[Stored data]
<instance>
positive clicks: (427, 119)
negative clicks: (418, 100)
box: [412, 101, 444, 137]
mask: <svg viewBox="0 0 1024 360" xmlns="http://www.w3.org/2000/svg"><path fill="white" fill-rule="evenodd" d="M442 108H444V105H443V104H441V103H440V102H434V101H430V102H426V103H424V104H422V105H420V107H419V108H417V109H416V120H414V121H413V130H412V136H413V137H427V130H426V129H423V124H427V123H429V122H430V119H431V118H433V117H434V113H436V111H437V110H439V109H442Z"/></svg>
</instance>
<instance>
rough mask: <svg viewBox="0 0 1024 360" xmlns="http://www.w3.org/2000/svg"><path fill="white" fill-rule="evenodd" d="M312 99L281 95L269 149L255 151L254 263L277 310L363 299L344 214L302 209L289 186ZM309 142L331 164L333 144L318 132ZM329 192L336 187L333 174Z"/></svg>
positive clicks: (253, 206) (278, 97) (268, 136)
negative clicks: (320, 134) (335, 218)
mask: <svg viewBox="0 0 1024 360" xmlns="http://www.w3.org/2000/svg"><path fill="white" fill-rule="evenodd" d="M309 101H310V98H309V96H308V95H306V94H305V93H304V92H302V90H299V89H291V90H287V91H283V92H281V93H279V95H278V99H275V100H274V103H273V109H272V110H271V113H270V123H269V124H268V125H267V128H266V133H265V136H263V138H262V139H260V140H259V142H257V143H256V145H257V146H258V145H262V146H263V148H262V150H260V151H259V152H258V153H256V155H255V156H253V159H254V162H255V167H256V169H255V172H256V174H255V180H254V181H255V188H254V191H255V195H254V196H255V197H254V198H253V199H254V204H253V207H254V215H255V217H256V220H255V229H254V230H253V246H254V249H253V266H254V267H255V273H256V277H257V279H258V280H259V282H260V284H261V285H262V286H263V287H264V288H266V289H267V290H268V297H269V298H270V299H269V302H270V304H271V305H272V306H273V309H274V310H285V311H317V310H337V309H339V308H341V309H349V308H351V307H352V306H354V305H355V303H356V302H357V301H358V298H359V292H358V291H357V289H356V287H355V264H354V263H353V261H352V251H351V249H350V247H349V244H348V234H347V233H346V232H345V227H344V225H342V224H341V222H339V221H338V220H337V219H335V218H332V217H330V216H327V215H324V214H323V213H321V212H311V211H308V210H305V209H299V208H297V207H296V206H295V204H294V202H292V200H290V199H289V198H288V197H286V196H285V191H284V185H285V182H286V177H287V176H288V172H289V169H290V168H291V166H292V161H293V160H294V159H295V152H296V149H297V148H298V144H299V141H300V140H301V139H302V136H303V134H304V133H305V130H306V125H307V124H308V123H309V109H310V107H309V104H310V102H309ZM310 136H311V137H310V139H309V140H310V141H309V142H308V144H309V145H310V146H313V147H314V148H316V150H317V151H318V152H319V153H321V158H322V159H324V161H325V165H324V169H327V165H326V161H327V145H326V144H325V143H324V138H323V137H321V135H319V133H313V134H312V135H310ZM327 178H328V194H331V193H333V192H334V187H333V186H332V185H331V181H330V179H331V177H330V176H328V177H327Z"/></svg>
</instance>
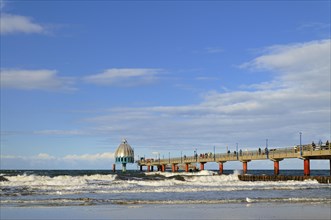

> Activity
Restate the records above verbatim. Pictures stay out.

> Response area
<instance>
positive clicks: (427, 119)
negative clicks: (418, 100)
box: [412, 101, 444, 137]
mask: <svg viewBox="0 0 1024 360" xmlns="http://www.w3.org/2000/svg"><path fill="white" fill-rule="evenodd" d="M442 108H444V105H443V104H441V103H440V102H434V101H430V102H426V103H424V104H422V105H420V107H419V108H417V109H416V120H414V121H413V130H412V136H413V137H427V130H426V129H423V124H427V123H429V122H430V119H431V118H433V117H434V113H436V111H437V110H439V109H442Z"/></svg>
</instance>
<instance>
rough mask: <svg viewBox="0 0 1024 360" xmlns="http://www.w3.org/2000/svg"><path fill="white" fill-rule="evenodd" d="M312 99L281 95L269 149L255 151L254 263L277 310L363 299L344 214L302 209L289 186ZM309 142L331 164L333 144L318 132ZM329 192L336 187L333 174Z"/></svg>
positive clicks: (253, 206) (278, 97) (268, 136)
negative clicks: (320, 134) (335, 218)
mask: <svg viewBox="0 0 1024 360" xmlns="http://www.w3.org/2000/svg"><path fill="white" fill-rule="evenodd" d="M309 101H310V98H309V96H308V95H306V94H305V93H304V92H302V90H299V89H291V90H287V91H283V92H281V93H279V95H278V99H275V100H274V103H273V109H272V110H271V113H270V123H269V124H268V125H267V128H266V133H265V136H263V138H262V139H260V140H259V142H257V143H256V145H257V146H258V145H262V146H263V148H262V150H260V151H259V152H258V153H256V155H255V156H253V159H254V162H255V167H256V169H255V172H256V174H255V180H254V181H255V188H254V191H255V195H254V196H255V197H254V198H253V199H254V204H253V207H254V215H255V217H256V220H255V229H254V230H253V246H254V249H253V266H254V267H255V273H256V277H257V279H258V280H259V282H260V284H261V285H262V286H263V287H264V288H266V289H267V290H268V297H269V298H270V299H269V302H270V304H271V305H272V306H273V309H274V310H285V311H317V310H337V309H339V308H341V309H349V308H351V307H352V306H354V305H355V303H356V302H357V301H358V298H359V292H358V291H357V289H356V287H355V264H354V263H353V261H352V251H351V249H350V247H349V244H348V234H347V233H346V232H345V227H344V225H342V224H341V222H339V221H338V220H337V219H335V218H332V217H330V216H327V215H324V214H323V213H321V212H311V211H308V210H305V209H299V208H297V207H296V206H295V204H294V202H292V200H290V199H289V198H288V197H286V196H285V191H284V185H285V182H286V177H287V176H288V172H289V169H290V168H291V166H292V161H293V160H294V159H295V152H296V149H297V148H298V144H299V141H300V140H301V139H302V136H303V134H304V133H305V130H306V125H307V124H308V123H309V109H310V107H309V104H310V102H309ZM310 136H311V137H310V139H309V140H310V141H309V142H308V144H309V145H310V146H313V147H314V148H316V150H317V151H318V152H319V153H321V158H322V159H324V161H325V165H324V169H327V165H326V161H327V145H326V144H325V143H324V138H323V137H321V135H319V133H313V134H312V135H310ZM327 178H328V194H331V193H333V192H334V187H333V186H332V185H331V181H330V179H331V177H330V176H328V177H327Z"/></svg>
</instance>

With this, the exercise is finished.